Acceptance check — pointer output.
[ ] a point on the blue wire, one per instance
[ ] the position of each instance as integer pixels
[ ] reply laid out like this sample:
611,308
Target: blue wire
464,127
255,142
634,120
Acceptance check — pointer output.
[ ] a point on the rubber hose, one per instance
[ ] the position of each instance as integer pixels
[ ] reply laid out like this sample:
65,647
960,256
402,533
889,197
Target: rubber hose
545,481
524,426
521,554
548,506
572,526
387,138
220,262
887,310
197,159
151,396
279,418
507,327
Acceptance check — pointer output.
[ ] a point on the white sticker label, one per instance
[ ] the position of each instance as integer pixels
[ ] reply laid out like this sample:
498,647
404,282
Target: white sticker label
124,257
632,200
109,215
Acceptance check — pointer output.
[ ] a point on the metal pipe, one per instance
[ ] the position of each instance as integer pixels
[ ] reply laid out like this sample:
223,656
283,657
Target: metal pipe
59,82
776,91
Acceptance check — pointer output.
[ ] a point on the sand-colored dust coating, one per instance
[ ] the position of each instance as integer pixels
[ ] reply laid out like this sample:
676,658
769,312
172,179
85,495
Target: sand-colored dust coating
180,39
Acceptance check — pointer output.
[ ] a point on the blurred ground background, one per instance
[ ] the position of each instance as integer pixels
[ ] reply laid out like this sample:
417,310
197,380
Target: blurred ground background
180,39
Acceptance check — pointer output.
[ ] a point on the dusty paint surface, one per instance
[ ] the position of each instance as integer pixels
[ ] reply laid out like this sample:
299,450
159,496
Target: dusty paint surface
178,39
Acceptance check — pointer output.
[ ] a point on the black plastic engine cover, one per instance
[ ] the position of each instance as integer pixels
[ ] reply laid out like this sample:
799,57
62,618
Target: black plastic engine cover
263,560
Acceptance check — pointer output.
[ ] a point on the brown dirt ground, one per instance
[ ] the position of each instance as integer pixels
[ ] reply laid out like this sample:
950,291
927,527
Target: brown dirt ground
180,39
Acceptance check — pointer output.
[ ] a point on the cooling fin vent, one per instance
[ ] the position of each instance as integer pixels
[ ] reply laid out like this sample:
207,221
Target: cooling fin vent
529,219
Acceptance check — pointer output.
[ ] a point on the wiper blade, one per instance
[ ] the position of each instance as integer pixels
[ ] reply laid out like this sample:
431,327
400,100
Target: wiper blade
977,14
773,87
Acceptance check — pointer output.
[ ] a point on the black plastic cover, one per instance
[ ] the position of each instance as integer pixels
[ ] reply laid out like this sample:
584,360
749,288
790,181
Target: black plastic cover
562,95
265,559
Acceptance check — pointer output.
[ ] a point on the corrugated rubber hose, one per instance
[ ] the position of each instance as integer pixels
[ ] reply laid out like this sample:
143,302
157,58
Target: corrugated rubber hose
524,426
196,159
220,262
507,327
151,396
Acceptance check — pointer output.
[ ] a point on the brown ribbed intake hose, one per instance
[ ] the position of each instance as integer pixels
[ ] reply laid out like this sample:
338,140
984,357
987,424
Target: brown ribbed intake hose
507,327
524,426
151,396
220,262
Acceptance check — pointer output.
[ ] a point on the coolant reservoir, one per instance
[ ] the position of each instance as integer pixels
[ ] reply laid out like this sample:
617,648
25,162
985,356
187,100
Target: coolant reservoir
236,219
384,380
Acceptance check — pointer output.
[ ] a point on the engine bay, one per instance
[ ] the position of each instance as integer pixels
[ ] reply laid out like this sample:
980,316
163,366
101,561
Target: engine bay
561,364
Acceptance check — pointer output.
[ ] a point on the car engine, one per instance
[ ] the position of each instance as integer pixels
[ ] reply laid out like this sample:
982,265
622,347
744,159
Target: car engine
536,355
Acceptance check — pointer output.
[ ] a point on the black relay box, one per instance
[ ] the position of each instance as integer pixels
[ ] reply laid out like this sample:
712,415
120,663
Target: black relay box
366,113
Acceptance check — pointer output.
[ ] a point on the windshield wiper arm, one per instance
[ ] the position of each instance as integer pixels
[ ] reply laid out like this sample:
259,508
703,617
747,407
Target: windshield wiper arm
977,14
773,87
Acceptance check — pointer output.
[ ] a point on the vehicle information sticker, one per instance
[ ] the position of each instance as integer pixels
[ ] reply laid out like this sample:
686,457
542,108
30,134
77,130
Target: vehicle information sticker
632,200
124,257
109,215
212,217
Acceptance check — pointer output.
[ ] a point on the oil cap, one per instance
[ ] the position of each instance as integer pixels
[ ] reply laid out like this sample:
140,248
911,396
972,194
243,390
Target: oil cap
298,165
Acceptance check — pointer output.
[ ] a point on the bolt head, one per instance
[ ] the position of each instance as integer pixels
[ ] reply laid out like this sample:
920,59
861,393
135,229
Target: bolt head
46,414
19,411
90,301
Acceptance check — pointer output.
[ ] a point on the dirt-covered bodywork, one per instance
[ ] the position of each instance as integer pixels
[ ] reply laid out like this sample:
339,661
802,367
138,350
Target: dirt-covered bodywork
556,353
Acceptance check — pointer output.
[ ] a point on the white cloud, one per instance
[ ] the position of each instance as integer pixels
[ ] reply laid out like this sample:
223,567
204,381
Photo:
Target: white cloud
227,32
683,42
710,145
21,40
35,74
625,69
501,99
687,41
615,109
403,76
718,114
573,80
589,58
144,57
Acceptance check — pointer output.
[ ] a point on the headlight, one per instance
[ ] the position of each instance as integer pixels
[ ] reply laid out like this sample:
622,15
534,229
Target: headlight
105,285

PROBLEM STATEMENT: All of the material, start to finish, should be retyped exactly.

SOLUTION TO THE EXERCISE:
Acceptance check — pointer output.
[ ] a point on the blue wire, one per instance
[ ] the position of each instance as integer pixels
[ ] reply laid out like this sample:
611,308
Target: blue wire
464,127
255,142
634,120
Acceptance check — pointer output.
[ ] a point on the rubber hose, one per instance
[ ] the position of each instance as integer pixels
[ ] reply laid out like this sample:
65,647
960,256
402,533
889,197
Target: rubber hose
545,481
524,426
521,554
548,506
572,526
387,138
220,262
887,310
197,159
151,396
279,418
507,327
Acceptance check — pointer output.
[ ] a point on the white sticker label, one per instance
[ ] the position of each instance as integer pixels
[ ] reply laid out like this sample:
498,647
404,282
Target: white sticker label
124,257
632,200
109,215
Acceptance check — pointer output.
[ ] a point on the metal pipe, one per instance
[ ] the position of each instance as integer pixels
[ ] reply laid out like this sample:
223,656
283,657
Target: metal pipe
59,82
776,91
Acceptance check — pointer output.
[ ] a point on the sand-colored dust coating, one per instance
[ ] the position of each instance as integer pixels
[ ] reply laid out like this sample:
676,658
769,312
172,179
85,495
Target: sand-colored dust coating
180,39
Acceptance check — pointer output.
[ ] a point on the blurred ground background, one per instance
[ ] the position of each instance as integer pixels
[ ] reply laid out like this sample:
417,310
197,380
Target: blurred ground background
180,39
Acceptance check — pointer output.
[ ] a point on the dusty paint surface, one per instance
[ ] the position of each instance as integer pixels
[ ] reply laid out like this sample:
299,450
159,496
Target: dusty paint surface
178,39
Acceptance check — pointer output.
[ ] a point on the black plastic engine cover, one per instance
[ ] the position of each instance as integer pixels
[ ] reply laid out like this sample:
799,57
62,618
Target: black plastic engine cover
263,560
Acceptance check — pointer output.
[ ] a point on the brown dirt ground, one per instance
[ ] the position of each instance as integer pixels
[ ] reply laid out like this sample:
950,291
927,527
Target: brown dirt ground
180,39
Acceptance check — pointer output.
[ ] a point on the cooling fin vent, one per instance
[ ] the position of each instance as integer pixels
[ ] reply laid out like this sample:
207,221
Target: cooling fin vent
529,219
Acceptance check — pointer output.
[ ] a point on the wiper blade, one per instance
[ ] the position of each instance as integer pixels
[ ] reply laid out like this sample:
431,327
400,100
Target: wiper blade
977,14
773,87
Acceptance check — pointer output.
[ ] a point on the black plastic cover, one per instance
[ ] the position of each instance as integer pixels
[ ] reply laid out like this sample:
584,360
749,288
790,181
Target: black plastic cover
562,95
265,559
Acceptance check — pointer output.
[ ] a point on the corrugated rubber hose, one per instance
[ ] the position of each instance as integer pixels
[ ] reply laid out like this sample:
143,302
157,58
Target: corrugated rubber hose
524,426
196,159
220,262
507,327
151,396
Acceptance check — pointer output.
[ ] a point on the brown ribbed intake hose, one per instance
[ ] the position of each instance as integer pixels
[ ] reply laid out like this sample:
338,140
984,357
987,424
Target: brown ribbed intake hose
507,327
524,426
151,396
220,262
Acceptance check — pointer output.
[ ] a point on the coolant reservoir, one per instance
[ ] the position of each instance as integer pixels
[ ] reply laid out like this sample:
617,648
25,162
985,356
187,100
Target: coolant reservoir
236,219
384,380
Acceptance check — pointer output.
[ ] a point on the engine bay, one per instance
[ ] the position of each instance as integer pixels
[ ] reply laid out like this sample:
980,316
163,366
101,561
Target: engine bay
561,364
Acceptance check — pointer output.
[ ] a point on the car engine, one per instance
[ ] the position of each instance as integer pixels
[ ] reply laid out like this sample:
982,265
622,347
744,159
Target: car engine
536,355
Acceptance check — pointer output.
[ ] a point on the black relay box, one per instance
[ ] the position of each instance as integer pixels
[ ] reply laid out like this sample:
712,415
120,663
Target: black relay box
366,113
Acceptance check — pointer output.
[ ] a point on the windshield wiper arm, one per instance
[ ] the position of each instance as integer pixels
[ ] reply laid out like this sample:
259,508
703,617
747,407
Target: windshield wiper arm
977,14
773,87
Acceptance check — pointer output.
[ ] a point on the vehicle information sticker, one per instance
[ ] the position of each instance as integer pixels
[ ] reply laid out like this sample:
686,457
542,108
30,134
77,130
Target: vehicle information sticker
632,200
124,257
109,215
212,217
Acceptance check — pointer output.
[ ] a point on the oil cap, one per instance
[ ] the position of each instance as integer pixels
[ ] reply laid out like this sample:
140,248
911,396
972,194
243,390
Target: oil cap
298,165
Acceptance check — pointer output.
[ ] a point on the bolt head, one per instance
[ ] the position of each instance as integer pixels
[ ] reply laid out like this sample:
920,59
861,393
135,229
Target: bolt head
46,414
19,411
90,301
Acceptance check — pointer output.
[ ] a point on the dirt-covered bodywork, one per instance
[ ] the position of each instance as integer pixels
[ ] reply laid out like this sample:
339,661
802,367
138,350
Target: dirt-covered bodywork
556,353
Acceptance check — pointer output.
[ ] a point on the white cloud, one per instance
[ ] the position of each instance as integer pixels
[ ] reply laid out like this sample:
223,567
204,381
Photo:
Target: white cloud
227,32
683,42
710,145
21,40
35,74
625,69
501,99
687,41
615,109
403,76
718,114
573,80
589,58
144,57
Acceptance check — pointer output.
[ ] a point on the headlight, one per instance
[ ] the position of each instance as integer pixels
[ ] reply laid out like this sample:
622,15
534,229
Target: headlight
105,285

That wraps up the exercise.